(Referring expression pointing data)
------

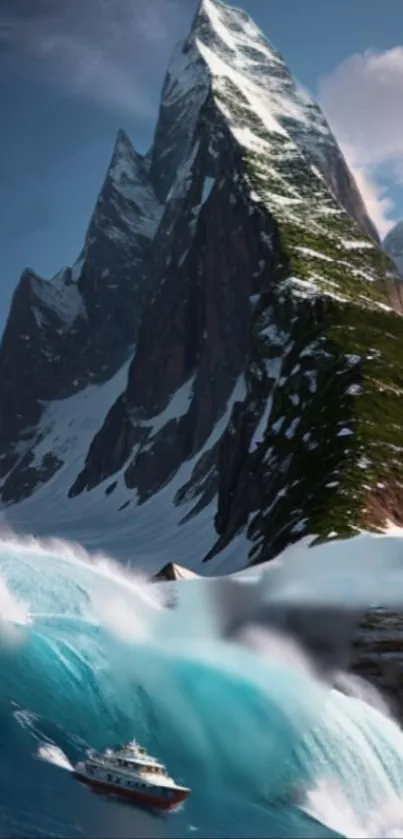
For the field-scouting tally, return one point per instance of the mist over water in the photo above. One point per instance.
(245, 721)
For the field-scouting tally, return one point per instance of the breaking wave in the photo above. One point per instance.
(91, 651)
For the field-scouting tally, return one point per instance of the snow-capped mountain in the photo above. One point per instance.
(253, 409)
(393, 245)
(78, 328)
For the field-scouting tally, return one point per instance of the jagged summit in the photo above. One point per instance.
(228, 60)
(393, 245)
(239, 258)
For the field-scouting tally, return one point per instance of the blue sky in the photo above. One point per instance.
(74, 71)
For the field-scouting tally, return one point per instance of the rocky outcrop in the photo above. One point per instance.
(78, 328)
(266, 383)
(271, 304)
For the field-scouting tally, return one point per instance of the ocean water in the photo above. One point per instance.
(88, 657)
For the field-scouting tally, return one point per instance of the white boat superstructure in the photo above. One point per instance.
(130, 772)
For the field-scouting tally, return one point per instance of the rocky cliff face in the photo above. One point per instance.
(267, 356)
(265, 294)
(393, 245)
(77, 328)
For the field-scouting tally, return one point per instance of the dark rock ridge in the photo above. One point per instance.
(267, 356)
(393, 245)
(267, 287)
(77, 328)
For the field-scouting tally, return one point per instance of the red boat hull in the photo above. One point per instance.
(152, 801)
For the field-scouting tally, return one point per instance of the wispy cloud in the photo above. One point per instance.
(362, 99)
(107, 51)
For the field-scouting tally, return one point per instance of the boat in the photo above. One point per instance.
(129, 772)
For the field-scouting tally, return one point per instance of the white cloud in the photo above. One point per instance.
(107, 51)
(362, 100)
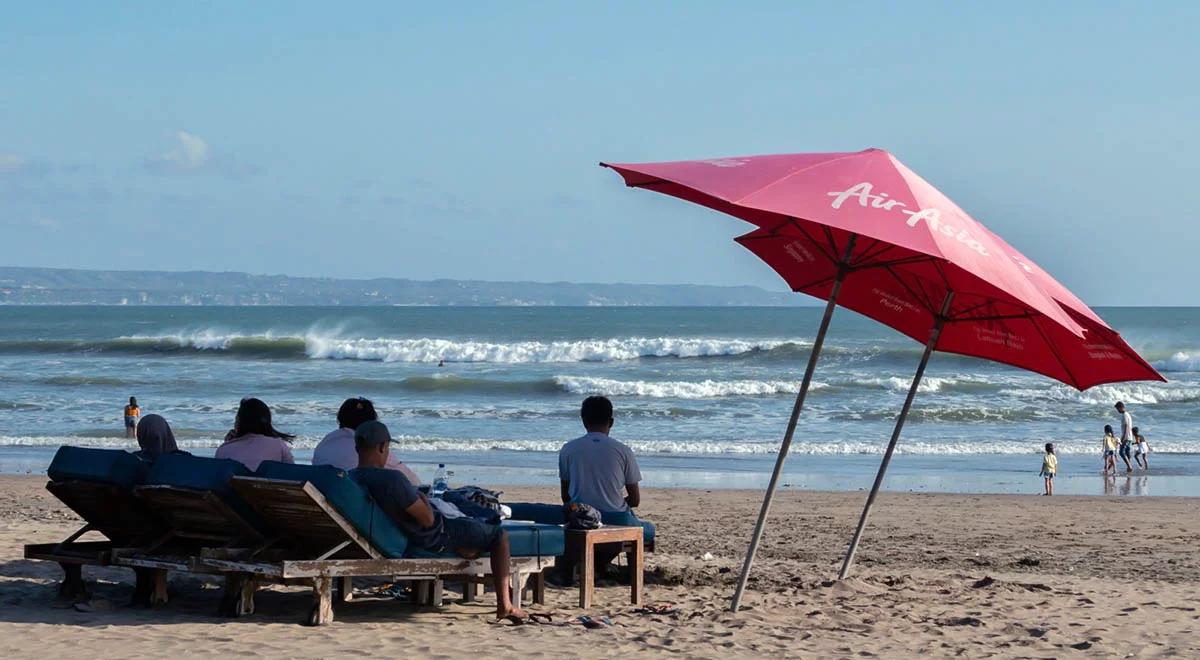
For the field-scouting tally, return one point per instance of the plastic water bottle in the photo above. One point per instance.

------

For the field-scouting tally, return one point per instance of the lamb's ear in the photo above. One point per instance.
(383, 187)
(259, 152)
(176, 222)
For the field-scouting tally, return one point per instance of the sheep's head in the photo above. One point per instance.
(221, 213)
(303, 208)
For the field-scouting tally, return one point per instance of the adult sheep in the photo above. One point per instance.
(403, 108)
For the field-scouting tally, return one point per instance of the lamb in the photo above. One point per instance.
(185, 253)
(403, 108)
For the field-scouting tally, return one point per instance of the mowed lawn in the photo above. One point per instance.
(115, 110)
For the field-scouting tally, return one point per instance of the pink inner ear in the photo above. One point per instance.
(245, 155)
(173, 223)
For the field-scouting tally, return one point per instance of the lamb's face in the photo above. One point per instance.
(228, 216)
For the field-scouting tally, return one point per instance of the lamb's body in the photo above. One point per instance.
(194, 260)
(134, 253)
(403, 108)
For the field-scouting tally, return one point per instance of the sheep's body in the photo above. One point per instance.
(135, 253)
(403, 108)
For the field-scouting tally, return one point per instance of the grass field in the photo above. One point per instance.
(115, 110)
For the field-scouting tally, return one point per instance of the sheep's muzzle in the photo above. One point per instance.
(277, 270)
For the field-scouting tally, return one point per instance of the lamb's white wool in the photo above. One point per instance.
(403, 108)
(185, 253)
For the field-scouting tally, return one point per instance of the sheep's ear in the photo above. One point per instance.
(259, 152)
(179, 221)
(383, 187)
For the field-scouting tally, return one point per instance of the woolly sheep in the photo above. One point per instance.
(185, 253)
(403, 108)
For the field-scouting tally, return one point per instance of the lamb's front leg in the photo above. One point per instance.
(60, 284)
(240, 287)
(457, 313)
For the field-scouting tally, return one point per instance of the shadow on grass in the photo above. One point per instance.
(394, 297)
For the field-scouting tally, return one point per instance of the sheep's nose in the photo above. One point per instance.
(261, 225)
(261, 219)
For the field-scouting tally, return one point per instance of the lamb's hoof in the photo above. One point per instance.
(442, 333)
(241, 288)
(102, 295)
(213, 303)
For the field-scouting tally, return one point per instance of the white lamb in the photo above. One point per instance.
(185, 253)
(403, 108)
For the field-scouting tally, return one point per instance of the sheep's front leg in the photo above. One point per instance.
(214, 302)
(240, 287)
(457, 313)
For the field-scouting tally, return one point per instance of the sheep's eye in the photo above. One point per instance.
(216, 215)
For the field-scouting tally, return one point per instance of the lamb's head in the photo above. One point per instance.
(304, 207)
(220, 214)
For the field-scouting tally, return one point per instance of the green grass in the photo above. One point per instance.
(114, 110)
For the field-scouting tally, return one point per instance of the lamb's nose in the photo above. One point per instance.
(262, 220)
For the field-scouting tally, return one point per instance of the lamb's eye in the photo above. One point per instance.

------

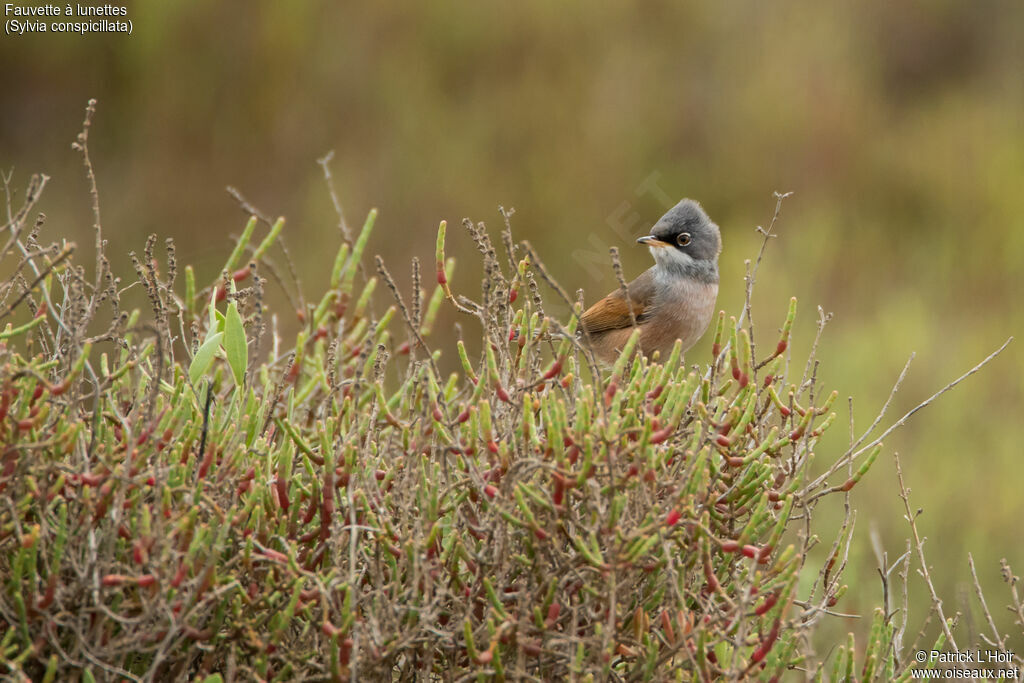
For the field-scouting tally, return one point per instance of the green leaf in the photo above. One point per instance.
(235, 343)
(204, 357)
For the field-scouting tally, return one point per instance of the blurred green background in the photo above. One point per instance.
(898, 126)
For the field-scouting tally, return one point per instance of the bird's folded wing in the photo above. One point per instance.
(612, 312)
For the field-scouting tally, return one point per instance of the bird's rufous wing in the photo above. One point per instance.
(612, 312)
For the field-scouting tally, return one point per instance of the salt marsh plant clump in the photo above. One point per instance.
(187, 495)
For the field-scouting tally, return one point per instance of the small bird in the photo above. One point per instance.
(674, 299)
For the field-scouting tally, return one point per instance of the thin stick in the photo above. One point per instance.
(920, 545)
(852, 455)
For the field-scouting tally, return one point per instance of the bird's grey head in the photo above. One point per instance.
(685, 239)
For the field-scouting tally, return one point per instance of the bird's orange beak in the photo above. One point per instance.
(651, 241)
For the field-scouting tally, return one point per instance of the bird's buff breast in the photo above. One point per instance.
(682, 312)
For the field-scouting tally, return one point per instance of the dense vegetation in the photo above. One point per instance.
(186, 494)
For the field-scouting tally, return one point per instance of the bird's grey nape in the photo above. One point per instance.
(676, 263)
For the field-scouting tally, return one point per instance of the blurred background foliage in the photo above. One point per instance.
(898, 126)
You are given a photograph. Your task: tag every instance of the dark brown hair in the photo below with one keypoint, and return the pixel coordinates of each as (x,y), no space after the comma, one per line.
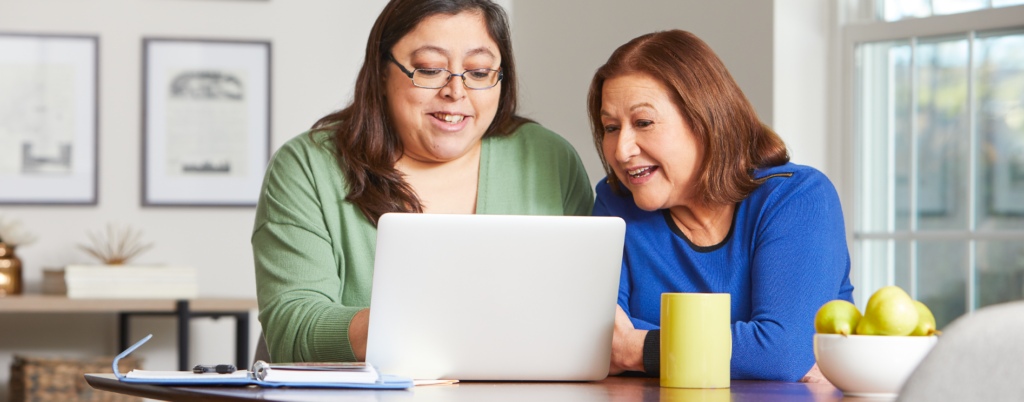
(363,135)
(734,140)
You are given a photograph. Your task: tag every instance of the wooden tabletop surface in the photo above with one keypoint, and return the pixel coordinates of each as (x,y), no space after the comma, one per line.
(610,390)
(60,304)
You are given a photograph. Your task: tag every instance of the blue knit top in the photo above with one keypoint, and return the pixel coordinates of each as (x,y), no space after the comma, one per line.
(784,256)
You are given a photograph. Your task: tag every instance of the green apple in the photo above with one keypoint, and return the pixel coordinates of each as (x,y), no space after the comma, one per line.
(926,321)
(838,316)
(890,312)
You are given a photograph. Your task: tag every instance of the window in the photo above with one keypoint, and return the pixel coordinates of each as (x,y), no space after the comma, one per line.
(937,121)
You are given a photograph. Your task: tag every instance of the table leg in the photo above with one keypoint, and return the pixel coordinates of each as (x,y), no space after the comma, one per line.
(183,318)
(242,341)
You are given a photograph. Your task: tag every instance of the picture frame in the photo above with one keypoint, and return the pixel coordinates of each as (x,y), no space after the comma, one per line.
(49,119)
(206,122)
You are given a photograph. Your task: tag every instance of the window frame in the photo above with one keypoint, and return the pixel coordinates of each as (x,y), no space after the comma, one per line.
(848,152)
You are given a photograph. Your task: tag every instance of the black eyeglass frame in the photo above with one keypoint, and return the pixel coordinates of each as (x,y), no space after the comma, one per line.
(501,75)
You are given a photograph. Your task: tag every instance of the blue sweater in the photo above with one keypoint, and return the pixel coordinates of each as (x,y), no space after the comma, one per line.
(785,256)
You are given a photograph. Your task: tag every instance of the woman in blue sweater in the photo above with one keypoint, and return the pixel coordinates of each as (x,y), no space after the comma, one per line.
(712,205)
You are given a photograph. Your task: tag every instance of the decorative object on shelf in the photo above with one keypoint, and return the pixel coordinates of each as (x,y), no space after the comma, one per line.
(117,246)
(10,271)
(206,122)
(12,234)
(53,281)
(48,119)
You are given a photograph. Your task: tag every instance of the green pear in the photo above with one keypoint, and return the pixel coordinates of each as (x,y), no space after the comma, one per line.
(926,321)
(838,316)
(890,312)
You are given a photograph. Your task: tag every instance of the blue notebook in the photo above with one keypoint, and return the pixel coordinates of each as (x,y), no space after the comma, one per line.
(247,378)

------

EXERCISE DIRECTIONS: Give back exactly the lines above that run from the one with "of the mist" to the one with "of the plastic", including both, with the pictures left out.

RESPONSE TO THE TASK:
For the field-scouting tally, return one point per instance of the mist over water in the photo above. One point per instance.
(245, 721)
For the field-scouting tally, return one point per instance of the breaking wave in the photo above. One point per instance.
(91, 651)
For the field-scouting tally, return one point per instance of the snow-capped mountain in the photo above. One point per instance.
(253, 409)
(393, 245)
(78, 328)
For the field-scouting tally, return one point per instance of the jagged summit in the photo above. One point per instance.
(228, 60)
(393, 245)
(239, 258)
For the field-scouting tally, return one point per instance of the blue sky in the photo above. One point per instance.
(74, 71)
For the field-scouting tally, return one point per instance of the rocky outcrop in the photo above. One point per instance.
(78, 328)
(266, 383)
(271, 304)
For the field-scouting tally, return one point per instance of the ocean water in the photo above. One point per instance.
(88, 657)
For the field-scouting tally, return one point per instance of the white boat superstructure in the photo above. One point per instance.
(130, 772)
For the field-scouting tally, return one point per instance of the rocky cliff face in the photo above. One point per instance.
(267, 356)
(265, 294)
(393, 245)
(77, 328)
For the field-scouting tally, return one point per instance of the dark rock ridge in the photo above. One point per instance.
(267, 356)
(393, 245)
(267, 287)
(77, 328)
For the field-scouting tally, return one point per instance of the red boat hull in the photo above. One point per instance.
(152, 801)
For the field-scouting tally, return one point per instance of the wispy cloud in the photo above. One point per instance.
(362, 99)
(107, 51)
For the field-scouting tally, return one point per instance of the boat in the photo above. One point per instance.
(129, 772)
For the field-scouting tally, return one point per instance of the white cloud in the photo above. One point per instance.
(107, 51)
(362, 100)
For the field-scouting tally, return one point per instance of the plastic water bottle in the photo above. One point per instance.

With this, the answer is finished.